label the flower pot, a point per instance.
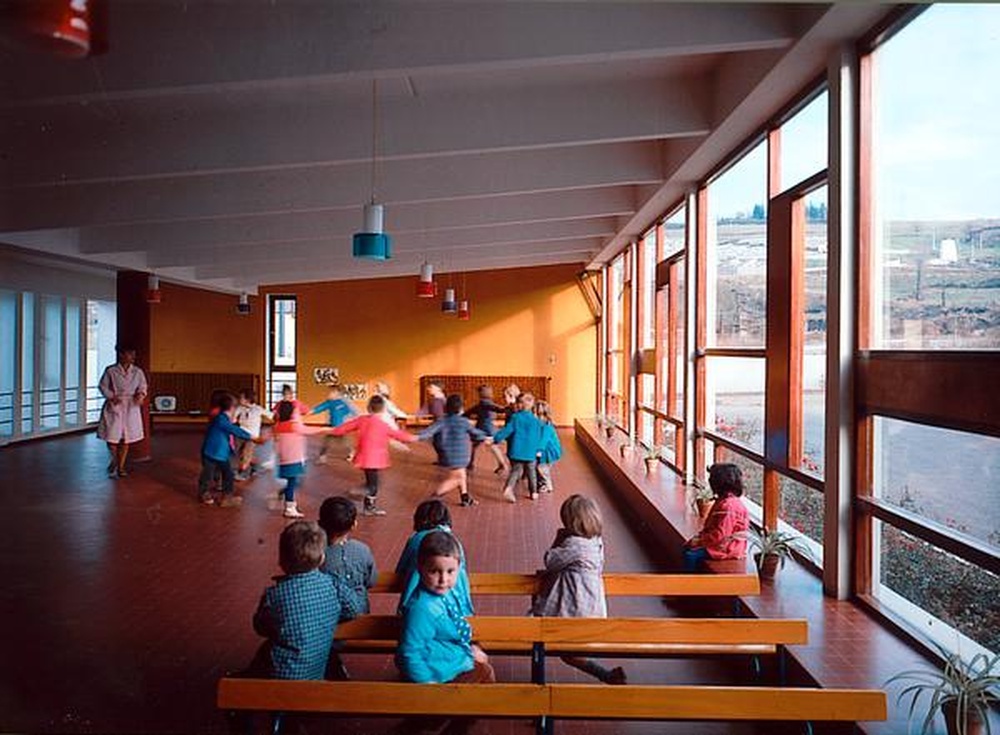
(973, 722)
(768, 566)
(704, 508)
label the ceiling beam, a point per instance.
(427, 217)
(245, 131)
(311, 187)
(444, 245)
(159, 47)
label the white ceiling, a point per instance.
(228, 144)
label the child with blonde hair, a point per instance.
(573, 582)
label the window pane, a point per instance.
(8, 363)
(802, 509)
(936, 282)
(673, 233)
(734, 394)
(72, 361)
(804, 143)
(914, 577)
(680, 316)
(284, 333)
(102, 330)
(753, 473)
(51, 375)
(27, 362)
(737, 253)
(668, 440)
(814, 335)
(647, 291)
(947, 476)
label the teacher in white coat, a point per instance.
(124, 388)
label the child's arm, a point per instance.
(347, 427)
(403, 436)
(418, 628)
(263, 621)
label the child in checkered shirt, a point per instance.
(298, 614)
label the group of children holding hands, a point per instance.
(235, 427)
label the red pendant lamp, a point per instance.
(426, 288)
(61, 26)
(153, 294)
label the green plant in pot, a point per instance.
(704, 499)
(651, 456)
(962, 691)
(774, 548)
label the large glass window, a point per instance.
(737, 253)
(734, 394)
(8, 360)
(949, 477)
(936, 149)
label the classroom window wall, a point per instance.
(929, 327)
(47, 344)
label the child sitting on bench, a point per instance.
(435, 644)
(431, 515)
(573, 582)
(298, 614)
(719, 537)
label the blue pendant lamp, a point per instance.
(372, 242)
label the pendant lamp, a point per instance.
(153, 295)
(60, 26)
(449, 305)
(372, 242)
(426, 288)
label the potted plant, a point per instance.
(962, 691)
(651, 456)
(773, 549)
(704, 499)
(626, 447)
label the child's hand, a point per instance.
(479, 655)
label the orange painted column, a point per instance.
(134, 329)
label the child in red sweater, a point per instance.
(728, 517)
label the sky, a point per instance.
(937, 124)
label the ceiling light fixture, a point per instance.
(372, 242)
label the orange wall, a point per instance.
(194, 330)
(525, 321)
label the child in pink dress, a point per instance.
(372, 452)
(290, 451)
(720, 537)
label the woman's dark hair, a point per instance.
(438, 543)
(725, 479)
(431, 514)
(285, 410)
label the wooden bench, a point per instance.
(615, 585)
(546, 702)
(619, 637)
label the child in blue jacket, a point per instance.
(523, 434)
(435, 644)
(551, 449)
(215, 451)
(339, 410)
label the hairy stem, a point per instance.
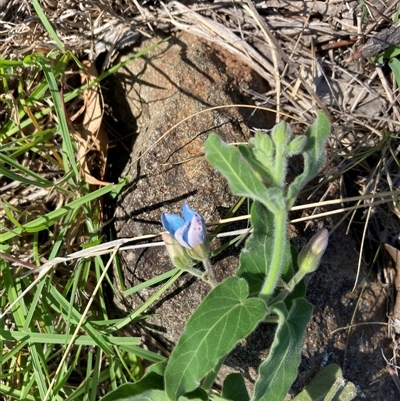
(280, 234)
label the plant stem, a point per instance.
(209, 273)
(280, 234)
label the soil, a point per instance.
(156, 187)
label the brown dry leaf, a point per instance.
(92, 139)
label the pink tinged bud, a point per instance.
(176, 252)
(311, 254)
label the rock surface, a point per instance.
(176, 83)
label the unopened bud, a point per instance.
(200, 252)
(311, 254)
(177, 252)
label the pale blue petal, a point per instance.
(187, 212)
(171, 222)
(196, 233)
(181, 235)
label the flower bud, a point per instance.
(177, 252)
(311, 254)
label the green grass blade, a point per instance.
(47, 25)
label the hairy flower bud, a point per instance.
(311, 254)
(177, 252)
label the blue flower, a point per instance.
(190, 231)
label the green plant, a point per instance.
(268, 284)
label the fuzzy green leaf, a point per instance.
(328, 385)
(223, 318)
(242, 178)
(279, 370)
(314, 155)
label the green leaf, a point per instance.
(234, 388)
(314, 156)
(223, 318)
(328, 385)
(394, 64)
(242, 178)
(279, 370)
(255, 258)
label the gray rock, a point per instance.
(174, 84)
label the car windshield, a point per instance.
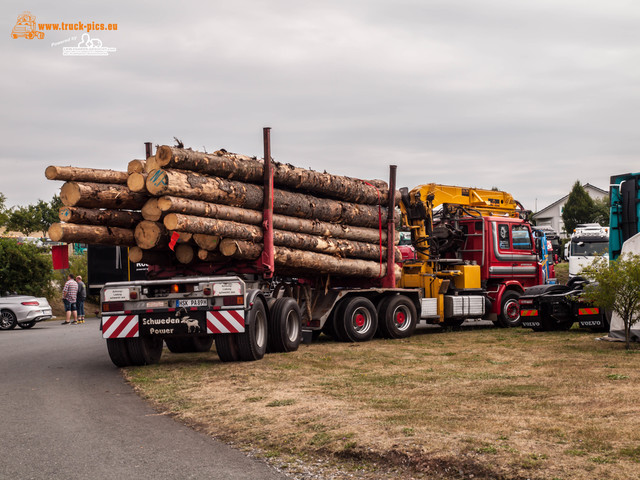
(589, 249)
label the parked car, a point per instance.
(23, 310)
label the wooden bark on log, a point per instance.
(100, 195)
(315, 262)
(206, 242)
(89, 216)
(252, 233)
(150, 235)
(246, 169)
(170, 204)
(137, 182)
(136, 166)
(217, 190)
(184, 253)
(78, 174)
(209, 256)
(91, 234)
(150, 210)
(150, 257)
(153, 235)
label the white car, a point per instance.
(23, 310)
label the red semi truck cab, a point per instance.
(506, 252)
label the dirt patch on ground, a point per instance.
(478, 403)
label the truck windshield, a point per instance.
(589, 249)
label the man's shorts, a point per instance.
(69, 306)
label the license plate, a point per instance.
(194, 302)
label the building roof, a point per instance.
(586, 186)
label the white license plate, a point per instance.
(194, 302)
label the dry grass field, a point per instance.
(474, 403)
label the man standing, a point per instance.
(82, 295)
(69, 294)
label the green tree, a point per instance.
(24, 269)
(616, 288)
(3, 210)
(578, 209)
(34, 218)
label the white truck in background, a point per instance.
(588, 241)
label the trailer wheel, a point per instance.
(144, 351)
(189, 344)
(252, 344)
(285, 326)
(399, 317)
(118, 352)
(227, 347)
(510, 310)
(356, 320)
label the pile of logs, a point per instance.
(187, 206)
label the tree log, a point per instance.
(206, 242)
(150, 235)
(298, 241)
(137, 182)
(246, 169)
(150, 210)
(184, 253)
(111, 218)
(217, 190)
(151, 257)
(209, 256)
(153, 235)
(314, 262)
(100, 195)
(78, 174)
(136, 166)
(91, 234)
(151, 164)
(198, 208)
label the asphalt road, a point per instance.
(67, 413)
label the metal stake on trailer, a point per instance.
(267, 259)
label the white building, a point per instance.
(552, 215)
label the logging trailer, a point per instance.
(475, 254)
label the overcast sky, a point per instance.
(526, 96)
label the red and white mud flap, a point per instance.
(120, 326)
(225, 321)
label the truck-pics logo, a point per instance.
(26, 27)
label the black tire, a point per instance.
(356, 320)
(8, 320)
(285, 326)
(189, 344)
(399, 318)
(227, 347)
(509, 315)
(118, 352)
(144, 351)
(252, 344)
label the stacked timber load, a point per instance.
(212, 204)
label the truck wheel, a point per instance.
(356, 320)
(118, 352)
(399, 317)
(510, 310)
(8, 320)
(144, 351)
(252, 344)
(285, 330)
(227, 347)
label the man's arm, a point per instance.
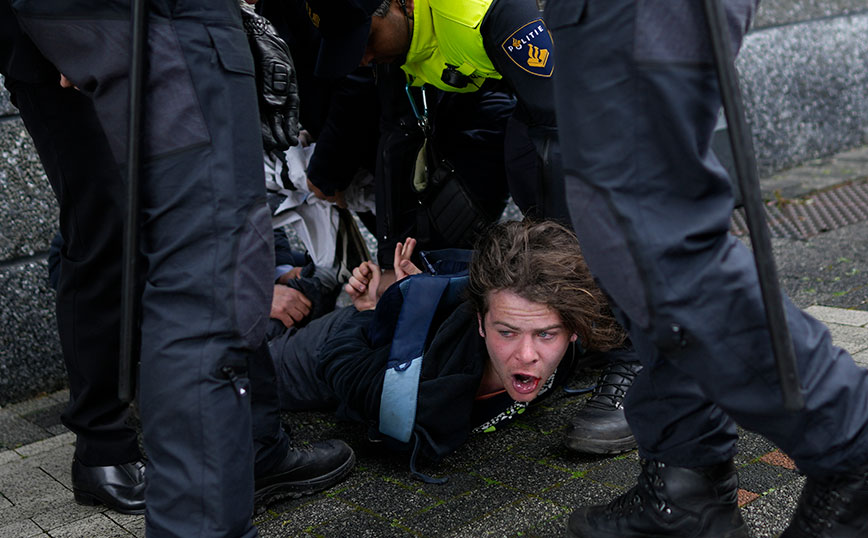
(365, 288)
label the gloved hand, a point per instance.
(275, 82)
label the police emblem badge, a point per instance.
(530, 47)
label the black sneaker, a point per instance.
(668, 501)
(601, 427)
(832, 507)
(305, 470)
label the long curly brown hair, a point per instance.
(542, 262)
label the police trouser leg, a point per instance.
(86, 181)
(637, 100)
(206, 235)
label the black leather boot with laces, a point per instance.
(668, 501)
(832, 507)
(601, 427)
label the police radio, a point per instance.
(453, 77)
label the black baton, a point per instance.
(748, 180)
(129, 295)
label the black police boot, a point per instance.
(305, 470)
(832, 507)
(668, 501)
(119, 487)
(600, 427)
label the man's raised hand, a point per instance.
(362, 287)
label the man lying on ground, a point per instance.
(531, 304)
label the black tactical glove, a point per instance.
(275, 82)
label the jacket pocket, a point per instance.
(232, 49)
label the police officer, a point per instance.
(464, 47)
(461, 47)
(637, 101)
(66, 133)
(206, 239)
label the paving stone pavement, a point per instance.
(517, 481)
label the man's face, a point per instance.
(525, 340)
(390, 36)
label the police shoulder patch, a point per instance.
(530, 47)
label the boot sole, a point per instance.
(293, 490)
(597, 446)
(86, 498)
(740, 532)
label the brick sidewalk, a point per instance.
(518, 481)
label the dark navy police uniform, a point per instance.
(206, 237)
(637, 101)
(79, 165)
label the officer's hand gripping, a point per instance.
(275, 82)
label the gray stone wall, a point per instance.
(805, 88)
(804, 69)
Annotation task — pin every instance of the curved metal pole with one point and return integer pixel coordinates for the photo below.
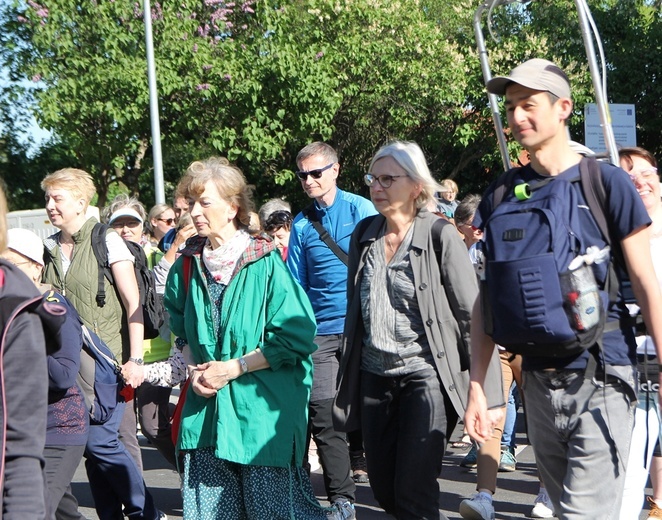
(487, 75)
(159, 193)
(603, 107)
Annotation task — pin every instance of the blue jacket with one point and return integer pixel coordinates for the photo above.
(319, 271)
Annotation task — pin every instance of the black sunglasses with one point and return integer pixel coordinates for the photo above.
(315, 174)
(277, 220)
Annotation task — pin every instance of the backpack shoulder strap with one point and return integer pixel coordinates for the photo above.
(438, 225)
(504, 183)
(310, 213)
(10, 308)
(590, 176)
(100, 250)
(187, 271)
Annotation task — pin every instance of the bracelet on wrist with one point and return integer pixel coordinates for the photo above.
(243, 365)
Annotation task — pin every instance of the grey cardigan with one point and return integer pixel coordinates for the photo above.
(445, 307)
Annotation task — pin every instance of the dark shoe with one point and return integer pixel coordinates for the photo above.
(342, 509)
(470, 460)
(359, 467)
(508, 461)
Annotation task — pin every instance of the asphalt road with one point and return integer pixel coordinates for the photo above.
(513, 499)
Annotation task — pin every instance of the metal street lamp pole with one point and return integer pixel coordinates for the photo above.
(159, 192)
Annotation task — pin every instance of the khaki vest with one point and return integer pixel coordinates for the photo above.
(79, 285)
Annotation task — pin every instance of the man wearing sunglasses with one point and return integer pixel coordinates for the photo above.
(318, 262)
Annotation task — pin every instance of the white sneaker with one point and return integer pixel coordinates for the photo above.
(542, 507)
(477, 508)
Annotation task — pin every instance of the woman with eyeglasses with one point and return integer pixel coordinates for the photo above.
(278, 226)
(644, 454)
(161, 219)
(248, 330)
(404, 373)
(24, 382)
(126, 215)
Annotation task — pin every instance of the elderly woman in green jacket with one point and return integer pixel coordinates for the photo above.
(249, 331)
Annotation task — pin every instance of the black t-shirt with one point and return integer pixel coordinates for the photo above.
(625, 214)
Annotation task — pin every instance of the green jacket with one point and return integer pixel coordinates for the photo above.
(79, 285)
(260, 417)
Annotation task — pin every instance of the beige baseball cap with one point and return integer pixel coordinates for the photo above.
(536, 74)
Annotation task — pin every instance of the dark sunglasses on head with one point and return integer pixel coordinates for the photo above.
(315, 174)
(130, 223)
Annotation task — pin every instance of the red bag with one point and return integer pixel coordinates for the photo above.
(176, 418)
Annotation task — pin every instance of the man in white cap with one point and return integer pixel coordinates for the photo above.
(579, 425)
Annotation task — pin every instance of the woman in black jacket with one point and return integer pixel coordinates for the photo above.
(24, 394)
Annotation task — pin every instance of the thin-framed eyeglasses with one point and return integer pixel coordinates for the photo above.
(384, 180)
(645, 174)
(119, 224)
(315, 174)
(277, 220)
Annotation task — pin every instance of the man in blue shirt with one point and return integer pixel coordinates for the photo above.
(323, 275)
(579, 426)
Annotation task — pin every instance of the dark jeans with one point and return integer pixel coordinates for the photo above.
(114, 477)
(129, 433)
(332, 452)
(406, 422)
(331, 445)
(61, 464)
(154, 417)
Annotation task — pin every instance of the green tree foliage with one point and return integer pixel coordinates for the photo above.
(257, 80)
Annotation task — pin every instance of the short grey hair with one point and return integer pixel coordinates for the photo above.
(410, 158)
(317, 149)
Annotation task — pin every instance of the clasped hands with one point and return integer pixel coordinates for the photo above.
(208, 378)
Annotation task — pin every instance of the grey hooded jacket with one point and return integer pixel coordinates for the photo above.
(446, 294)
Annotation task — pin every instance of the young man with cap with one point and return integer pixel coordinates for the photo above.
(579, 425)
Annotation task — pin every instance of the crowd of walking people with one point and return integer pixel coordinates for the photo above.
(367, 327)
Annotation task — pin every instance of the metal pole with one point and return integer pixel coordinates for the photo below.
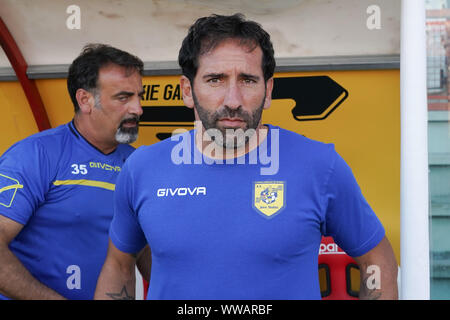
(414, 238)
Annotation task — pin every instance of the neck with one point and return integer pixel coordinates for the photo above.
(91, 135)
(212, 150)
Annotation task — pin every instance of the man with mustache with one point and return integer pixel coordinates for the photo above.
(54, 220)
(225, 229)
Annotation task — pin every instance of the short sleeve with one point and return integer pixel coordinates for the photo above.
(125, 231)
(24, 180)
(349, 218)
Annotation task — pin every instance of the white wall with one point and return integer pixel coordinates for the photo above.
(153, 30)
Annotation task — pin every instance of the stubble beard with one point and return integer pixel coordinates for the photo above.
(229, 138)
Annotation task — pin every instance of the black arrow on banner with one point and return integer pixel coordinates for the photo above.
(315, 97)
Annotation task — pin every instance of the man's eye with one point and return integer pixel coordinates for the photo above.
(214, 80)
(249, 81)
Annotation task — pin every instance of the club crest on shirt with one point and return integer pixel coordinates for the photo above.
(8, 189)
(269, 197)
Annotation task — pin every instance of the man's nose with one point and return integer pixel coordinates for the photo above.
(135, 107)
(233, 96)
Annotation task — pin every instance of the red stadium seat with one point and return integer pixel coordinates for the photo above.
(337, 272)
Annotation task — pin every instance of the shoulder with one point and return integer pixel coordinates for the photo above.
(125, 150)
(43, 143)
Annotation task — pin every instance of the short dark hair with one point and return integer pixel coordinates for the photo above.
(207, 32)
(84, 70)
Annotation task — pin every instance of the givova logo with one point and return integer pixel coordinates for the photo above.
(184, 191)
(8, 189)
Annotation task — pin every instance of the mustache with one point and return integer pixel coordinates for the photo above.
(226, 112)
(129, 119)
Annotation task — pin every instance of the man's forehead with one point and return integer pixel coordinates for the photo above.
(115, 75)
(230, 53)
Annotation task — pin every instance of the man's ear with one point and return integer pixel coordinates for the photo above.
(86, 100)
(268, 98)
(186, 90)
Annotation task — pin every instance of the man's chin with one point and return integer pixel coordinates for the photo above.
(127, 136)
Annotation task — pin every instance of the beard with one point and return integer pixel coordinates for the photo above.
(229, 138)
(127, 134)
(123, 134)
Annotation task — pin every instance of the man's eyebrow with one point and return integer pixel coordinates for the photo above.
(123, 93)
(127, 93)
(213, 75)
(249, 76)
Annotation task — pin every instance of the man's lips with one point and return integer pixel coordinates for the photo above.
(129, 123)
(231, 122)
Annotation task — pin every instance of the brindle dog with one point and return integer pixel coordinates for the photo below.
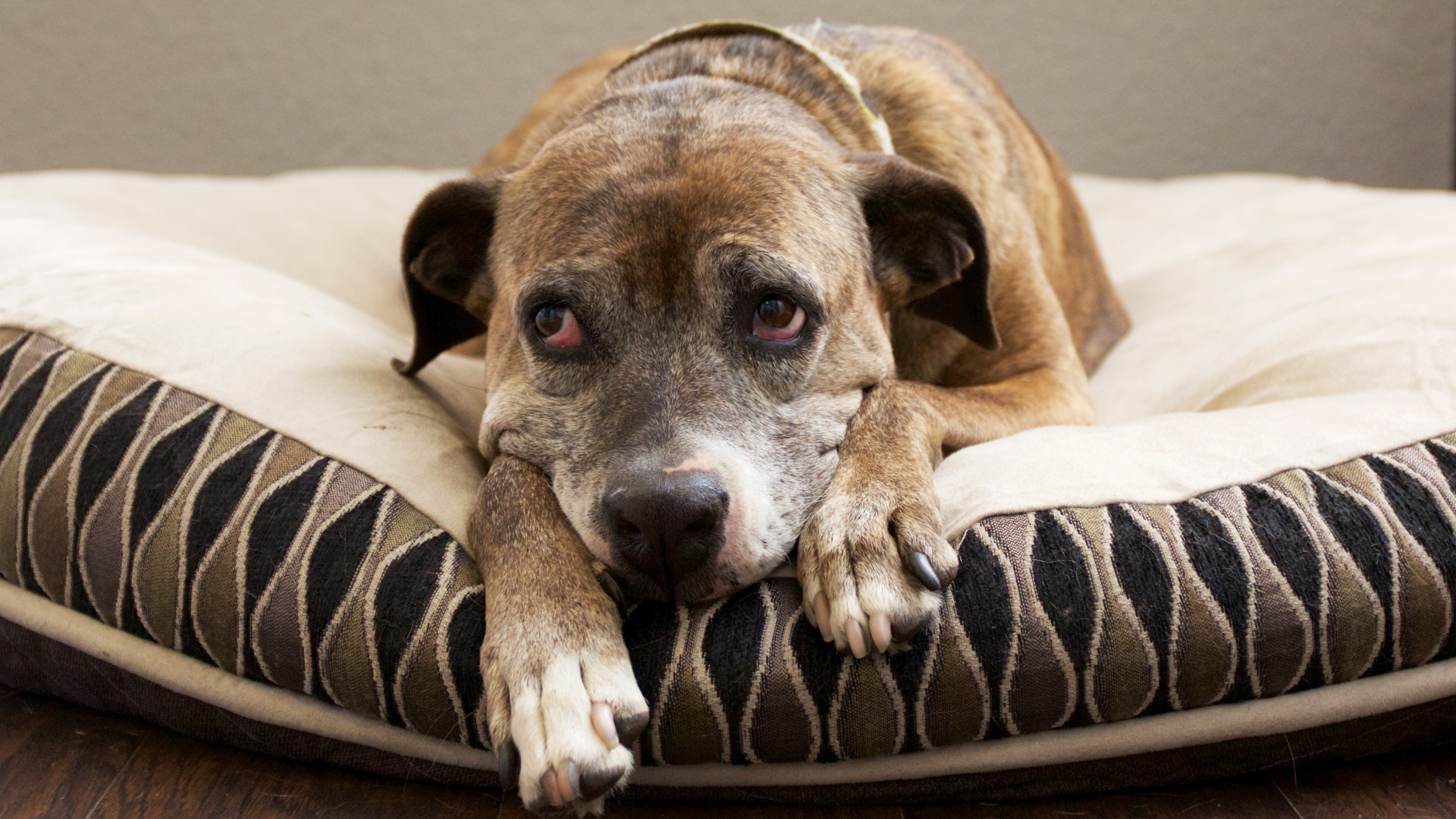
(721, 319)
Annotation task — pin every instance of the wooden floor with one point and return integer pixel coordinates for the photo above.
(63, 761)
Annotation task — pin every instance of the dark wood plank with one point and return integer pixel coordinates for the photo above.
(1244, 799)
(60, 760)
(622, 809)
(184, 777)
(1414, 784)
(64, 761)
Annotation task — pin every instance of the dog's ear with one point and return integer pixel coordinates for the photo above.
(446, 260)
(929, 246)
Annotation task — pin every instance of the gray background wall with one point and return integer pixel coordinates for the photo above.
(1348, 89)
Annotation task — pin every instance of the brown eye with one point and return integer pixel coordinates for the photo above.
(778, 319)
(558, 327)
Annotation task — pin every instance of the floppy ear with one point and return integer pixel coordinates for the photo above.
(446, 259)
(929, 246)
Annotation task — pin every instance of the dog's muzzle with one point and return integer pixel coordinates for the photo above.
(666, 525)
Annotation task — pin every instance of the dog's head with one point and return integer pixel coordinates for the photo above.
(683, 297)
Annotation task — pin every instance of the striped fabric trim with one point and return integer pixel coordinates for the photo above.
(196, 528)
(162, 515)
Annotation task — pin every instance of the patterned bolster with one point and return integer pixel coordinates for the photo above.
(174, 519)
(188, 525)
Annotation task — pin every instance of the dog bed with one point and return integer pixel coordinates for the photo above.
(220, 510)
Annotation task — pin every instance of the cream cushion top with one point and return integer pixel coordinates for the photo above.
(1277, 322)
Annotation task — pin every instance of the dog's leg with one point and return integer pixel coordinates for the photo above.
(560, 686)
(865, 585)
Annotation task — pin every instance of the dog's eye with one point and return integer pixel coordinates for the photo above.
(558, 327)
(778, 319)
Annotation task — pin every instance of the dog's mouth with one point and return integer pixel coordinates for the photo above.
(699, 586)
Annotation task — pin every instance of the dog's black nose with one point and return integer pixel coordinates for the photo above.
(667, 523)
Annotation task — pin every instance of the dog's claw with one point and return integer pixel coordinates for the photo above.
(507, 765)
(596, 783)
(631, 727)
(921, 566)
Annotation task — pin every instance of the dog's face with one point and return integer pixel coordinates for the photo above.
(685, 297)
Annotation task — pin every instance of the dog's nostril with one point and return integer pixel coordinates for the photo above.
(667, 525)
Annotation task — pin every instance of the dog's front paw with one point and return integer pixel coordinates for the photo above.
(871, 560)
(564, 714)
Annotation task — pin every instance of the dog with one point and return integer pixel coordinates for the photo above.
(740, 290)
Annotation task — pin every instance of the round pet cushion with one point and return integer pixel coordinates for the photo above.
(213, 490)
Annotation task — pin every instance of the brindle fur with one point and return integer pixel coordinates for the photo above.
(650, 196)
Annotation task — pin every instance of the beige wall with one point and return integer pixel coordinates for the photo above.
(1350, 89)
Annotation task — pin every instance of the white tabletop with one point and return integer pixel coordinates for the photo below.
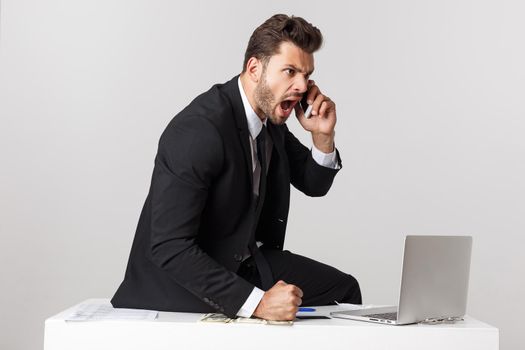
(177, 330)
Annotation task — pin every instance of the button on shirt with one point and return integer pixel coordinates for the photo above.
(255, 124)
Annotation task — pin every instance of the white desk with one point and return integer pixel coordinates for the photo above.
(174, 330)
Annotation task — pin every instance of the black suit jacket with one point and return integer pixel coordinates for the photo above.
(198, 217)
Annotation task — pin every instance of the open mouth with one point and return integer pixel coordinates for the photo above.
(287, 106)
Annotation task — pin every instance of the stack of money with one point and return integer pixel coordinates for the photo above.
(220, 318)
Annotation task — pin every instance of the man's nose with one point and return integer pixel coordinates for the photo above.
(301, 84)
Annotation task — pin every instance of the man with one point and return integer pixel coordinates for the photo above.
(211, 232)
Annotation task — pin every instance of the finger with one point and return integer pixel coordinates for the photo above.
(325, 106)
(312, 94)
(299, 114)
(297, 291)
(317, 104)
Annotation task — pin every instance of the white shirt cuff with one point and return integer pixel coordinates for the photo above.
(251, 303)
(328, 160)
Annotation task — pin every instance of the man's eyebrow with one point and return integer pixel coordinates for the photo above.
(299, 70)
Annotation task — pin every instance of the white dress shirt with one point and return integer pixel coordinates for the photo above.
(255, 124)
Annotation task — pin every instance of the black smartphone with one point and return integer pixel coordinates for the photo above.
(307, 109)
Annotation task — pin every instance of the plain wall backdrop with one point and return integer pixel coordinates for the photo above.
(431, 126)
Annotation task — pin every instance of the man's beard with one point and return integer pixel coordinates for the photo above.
== == ==
→ **DIRECTIVE**: Starting at the line that contains "Annotation task — pin every instance of the white dress", retype each line through the end of the listing above and nothing else.

→ **ANSWER FOR THIS EXERCISE**:
Annotation task — pin every instance of the white dress shirt with one point and return integer pixel coordinates for the photo above.
(255, 124)
Annotation task — pin every instance of the black smartphone with one point and return integer pixel coordinates for the photo above.
(307, 109)
Annotation task — pin every instance of the plain wall backdrop with one point and return integer pixel coordinates for the photo above.
(431, 126)
Annotation task — pin every instance of the man's beard with one point and return integer pixel coordinates for the photo above.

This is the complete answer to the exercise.